··· SOURCE DOCUMENT

Reprinted with permission of The Wholesaler
May 1998

Installation histories refute old assumptions about hubless DWV couplings below ground

Until the mid-1960s nearly all soil pipe for underground drainage was of the hub & spigot (a.k.a. bell & spigot and "sv") variety. Hubless pipe was relegated mainly to in-wall and other above-ground applications.

Since then, though, no-hub has made a significant dent in the below-ground market, capturing 90% in some areas, mainly in California and the Far West. Still, specifiers elsewhere are reluctant to allow no-hub below ground for fear of possible leaks and other problems. Are these fears justified?

A California-based no-hub pipe foundry commissioned an informal survey of plumbing specifiers, wholesalers and contractors in the 11 western states. Their perceptions and policies regarding hubless vs. hub & spigot were and checked against performance data. Some important misunderstandings were uncovered. Perceptions of no-hub and sv systems varied considerably among them, with geographical location emerging as a variable.

For example, most of the California and Nevada engineers cited no major quality preference for either hubless or hub & spigot. Many had specified both types for below ground use for decades, with no major problems with either type. At least one billion no-hub joints have been installed in the U.S. since 1963, about 25% of them below ground.

The engineers indicated they're confident the joints are performing at least as well as the hub & spigot joints. They indicated that their decisions to spec no-hub or hub a & spigot were based on the dictates of a particular job, not on concerns about quality or joint integrity.

Many professionals from other states, however, expressed a definite preference for hub & spigot below ground because they believed no-hub might not offer the weight and joint quality to prevent leaks. Many engineers and other professionals interviewed said they used hub & spigot material below ground because "that's the way we've always done it." Others said they thought hubless couplings wouldn't perform as well.

Their reasons condensed down to four major concerns: corrosion, joint integrity, east of installation and overall cost.

Perceived corrosion resistance
Some engineers said they believed hub & spigot systems last longer. In fact, both systems are made of the same cast iron raw materials, with nearly the same wall thicknesses, and they corrode at the same rate.

No-hub couplings manufactured to national standards require no more protection from corrosion than does the pipe itself. Hubless couplings consist of a rubber gasket into which the hubless pipe or fitting is inserted until stopped by an internal rubber center stop. The gasket itself is surrounded circumferentially by a stainless steel shield; the resulting "sandwich" is tightened to the pipe or fittings by stainless steel, worm-drive sealing clamps. The rubber used in both the hub &spigot and no-hub gaskets contain neoprene as the sole elastomer. Both no-hub and hub &spigot gaskets have identical resistance to corrosion catalysts.

······

WRITTEN PROBLEM 1 - Return the passage of the article on hubless pipe couplings that opens with the words "Perceived corrosion resistance" and closes with "to corrosion catalysts.".
WRITTEN PROBLEM 2 - According to the article on hubless pipe couplings, what parts make up a hubless coupling? List each one.
The lines after this point come from a separate source, not from the article on hubless pipe couplings.

··· DATA RECORDS

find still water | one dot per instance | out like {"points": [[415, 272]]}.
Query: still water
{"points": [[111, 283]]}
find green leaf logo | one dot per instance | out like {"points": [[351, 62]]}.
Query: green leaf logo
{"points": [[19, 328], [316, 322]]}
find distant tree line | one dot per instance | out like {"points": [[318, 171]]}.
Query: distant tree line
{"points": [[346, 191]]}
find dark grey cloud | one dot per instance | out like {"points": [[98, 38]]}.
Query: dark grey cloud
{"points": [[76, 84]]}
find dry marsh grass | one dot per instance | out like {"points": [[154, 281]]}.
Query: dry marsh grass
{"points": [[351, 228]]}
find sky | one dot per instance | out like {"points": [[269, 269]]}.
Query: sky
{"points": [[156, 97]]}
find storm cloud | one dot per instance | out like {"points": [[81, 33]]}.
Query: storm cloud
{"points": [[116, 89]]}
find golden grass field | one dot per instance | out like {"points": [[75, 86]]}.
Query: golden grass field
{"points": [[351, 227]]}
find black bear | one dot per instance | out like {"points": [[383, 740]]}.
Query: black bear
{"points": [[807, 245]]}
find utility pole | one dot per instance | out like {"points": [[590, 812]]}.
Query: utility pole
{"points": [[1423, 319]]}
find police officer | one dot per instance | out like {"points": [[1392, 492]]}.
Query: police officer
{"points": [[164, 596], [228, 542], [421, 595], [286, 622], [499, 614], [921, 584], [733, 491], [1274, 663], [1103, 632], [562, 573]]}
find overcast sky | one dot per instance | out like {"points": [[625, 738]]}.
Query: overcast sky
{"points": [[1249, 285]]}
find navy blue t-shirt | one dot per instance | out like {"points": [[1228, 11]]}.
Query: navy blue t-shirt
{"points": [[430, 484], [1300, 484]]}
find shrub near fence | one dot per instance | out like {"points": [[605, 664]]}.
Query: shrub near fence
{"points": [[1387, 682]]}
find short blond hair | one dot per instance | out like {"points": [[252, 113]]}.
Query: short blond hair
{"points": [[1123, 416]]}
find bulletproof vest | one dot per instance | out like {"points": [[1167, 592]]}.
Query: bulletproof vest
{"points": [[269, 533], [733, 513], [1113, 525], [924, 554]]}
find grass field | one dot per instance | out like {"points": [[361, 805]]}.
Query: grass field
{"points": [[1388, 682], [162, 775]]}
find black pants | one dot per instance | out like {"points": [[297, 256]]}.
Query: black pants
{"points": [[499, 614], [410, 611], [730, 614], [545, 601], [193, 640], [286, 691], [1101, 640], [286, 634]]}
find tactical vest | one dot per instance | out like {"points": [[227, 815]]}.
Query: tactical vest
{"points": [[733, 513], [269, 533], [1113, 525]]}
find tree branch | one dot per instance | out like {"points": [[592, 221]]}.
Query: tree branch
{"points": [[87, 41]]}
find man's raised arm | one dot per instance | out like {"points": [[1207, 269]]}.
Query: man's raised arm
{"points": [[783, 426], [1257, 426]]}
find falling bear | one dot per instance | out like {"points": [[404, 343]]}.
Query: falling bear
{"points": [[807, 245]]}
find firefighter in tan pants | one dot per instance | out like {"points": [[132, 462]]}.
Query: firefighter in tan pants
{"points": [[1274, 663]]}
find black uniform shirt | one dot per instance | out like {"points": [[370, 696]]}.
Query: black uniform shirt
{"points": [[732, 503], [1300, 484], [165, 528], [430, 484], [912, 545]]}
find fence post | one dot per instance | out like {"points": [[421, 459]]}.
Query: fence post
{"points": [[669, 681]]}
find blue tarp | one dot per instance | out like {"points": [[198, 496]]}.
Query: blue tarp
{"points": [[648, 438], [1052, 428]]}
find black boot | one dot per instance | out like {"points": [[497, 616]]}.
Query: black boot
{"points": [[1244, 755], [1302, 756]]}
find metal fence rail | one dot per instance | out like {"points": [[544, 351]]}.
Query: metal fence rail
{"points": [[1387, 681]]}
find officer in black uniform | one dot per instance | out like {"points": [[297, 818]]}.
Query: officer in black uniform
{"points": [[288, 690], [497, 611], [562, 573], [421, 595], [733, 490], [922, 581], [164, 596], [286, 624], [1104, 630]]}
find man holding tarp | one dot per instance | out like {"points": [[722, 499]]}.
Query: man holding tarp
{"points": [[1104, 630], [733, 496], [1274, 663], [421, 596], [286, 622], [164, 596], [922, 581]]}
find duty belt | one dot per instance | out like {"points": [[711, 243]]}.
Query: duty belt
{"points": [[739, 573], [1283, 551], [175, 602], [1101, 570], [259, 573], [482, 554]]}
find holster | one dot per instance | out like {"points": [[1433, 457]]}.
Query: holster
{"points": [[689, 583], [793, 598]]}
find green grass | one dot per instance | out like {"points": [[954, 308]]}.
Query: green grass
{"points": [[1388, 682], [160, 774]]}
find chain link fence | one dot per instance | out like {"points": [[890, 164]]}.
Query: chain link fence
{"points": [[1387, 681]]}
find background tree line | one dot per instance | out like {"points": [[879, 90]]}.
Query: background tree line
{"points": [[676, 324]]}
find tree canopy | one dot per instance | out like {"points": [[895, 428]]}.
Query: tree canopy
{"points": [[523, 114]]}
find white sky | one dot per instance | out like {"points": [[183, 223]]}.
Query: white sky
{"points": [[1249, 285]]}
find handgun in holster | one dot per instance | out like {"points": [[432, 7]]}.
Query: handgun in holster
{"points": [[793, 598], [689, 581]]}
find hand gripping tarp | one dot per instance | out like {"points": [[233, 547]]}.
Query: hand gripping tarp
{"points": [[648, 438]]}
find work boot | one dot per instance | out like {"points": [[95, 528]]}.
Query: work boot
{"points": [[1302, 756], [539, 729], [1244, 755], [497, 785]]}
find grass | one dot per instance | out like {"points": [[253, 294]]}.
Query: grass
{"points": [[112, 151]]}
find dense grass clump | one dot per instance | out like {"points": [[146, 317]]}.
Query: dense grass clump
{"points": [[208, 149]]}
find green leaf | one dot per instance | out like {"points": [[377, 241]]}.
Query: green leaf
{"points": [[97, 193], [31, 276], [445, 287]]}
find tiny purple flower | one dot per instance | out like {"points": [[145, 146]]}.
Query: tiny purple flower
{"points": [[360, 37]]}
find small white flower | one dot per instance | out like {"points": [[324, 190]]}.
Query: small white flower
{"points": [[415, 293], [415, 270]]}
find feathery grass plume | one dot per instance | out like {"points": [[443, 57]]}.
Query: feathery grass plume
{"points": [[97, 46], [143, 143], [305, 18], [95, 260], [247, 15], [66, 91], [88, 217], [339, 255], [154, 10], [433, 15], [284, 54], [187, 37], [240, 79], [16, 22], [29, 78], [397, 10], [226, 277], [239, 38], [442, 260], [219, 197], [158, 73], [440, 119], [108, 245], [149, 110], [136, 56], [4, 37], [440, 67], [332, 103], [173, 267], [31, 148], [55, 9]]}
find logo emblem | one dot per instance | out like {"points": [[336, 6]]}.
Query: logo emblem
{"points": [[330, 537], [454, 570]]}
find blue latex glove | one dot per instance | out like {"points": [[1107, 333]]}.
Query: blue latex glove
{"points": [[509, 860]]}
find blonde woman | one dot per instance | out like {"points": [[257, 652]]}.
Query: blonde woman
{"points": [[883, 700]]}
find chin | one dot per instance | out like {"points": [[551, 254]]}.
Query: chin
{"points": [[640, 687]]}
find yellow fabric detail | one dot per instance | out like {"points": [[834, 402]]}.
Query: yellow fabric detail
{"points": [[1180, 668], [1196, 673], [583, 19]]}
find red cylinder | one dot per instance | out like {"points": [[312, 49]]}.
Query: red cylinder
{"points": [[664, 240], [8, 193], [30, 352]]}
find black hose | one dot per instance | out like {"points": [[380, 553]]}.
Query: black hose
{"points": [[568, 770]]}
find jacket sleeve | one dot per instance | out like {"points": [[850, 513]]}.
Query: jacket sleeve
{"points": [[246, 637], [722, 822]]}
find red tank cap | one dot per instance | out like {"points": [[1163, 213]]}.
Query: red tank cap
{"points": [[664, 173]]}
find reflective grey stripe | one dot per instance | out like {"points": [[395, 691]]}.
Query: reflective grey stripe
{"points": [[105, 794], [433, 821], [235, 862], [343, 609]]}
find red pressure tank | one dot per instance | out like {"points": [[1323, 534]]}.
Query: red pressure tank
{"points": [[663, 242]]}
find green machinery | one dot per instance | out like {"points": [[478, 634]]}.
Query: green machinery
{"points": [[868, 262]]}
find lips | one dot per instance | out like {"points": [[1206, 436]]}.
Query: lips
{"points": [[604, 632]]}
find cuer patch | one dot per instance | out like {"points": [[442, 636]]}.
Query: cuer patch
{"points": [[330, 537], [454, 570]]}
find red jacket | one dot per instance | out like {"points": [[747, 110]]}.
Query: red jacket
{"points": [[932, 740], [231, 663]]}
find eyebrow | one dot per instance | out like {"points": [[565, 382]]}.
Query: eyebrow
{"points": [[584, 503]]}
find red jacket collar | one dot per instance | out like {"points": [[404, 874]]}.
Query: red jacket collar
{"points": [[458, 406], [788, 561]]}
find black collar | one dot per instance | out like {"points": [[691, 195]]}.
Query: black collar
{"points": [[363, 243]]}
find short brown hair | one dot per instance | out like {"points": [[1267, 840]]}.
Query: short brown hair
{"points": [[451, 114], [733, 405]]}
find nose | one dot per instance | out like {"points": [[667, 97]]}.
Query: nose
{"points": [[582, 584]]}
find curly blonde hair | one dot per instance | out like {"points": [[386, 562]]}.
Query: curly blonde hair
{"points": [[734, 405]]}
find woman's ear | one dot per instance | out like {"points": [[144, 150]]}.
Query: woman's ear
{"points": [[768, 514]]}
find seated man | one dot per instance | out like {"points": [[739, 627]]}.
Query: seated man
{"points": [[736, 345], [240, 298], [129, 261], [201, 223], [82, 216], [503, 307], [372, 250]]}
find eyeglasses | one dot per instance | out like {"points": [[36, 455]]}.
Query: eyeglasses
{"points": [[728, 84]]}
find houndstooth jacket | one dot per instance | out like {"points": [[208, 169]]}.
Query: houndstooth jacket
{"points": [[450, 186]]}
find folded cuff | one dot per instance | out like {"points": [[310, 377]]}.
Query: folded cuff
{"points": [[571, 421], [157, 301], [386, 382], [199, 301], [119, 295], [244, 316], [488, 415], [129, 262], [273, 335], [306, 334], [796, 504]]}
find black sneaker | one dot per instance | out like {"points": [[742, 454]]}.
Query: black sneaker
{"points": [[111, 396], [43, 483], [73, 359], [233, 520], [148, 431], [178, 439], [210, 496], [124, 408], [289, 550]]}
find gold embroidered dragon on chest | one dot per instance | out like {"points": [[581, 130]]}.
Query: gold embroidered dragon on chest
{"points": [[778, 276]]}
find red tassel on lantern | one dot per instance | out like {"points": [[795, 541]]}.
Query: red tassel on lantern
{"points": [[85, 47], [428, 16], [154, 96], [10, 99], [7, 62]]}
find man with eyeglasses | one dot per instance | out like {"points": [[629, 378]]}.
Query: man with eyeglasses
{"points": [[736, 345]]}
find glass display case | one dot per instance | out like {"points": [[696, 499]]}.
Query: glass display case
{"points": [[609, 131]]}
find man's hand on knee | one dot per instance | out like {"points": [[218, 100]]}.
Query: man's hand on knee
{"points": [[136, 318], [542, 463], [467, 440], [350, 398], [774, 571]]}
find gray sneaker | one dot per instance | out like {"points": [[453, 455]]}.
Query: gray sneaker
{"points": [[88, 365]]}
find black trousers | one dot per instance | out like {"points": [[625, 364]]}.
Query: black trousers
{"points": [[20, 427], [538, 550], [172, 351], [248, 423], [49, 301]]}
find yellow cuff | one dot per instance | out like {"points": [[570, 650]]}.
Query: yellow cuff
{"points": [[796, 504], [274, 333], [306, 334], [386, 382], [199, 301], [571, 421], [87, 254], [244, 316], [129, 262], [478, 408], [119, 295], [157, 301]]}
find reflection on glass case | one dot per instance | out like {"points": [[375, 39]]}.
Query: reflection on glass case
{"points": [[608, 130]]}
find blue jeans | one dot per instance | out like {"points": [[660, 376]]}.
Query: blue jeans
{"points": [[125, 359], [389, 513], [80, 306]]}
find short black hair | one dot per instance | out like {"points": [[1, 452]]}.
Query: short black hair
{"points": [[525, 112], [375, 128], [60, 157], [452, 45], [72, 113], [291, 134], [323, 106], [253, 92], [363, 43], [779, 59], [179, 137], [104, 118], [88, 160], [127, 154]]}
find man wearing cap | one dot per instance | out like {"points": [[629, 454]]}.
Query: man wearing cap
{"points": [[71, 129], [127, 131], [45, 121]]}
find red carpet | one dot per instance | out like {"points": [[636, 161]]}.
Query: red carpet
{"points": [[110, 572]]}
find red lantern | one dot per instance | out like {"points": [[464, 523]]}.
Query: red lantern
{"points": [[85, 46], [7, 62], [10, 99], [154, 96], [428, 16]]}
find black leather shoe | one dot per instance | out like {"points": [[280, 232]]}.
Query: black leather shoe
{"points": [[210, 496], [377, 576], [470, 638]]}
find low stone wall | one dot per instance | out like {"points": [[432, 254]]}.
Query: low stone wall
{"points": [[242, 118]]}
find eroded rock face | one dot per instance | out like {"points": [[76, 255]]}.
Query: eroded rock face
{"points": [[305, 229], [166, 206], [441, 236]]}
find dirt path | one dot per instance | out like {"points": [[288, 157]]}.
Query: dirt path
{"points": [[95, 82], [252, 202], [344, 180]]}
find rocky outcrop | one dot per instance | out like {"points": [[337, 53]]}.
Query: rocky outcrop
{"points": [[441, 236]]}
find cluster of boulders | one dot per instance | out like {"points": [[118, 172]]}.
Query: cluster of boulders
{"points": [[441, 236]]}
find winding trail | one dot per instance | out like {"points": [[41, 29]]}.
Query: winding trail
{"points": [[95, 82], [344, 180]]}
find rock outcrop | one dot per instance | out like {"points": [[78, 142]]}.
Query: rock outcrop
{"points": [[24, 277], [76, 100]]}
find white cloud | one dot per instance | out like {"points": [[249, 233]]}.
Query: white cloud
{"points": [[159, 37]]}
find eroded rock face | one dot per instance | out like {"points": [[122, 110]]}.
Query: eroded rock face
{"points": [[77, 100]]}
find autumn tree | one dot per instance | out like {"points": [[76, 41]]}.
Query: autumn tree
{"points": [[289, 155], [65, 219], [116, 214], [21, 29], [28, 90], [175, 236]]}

······

CORRECT OUTPUT 1 -
Perceived corrosion resistance
Some engineers said they believed hub & spigot systems last longer. In fact, both systems are made of the same cast iron raw materials, with nearly the same wall thicknesses, and they corrode at the same rate.

No-hub couplings manufactured to national standards require no more protection from corrosion than does the pipe itself. Hubless couplings consist of a rubber gasket into which the hubless pipe or fitting is inserted until stopped by an internal rubber center stop. The gasket itself is surrounded circumferentially by a stainless steel shield; the resulting "sandwich" is tightened to the pipe or fittings by stainless steel, worm-drive sealing clamps. The rubber used in both the hub &spigot and no-hub gaskets contain neoprene as the sole elastomer. Both no-hub and hub &spigot gaskets have identical resistance to corrosion catalysts.

CORRECT OUTPUT 2 -
- Rubber gasket
- Internal rubber center stop
- Stainless steel shield
- Stainless steel worm-drive sealing clamps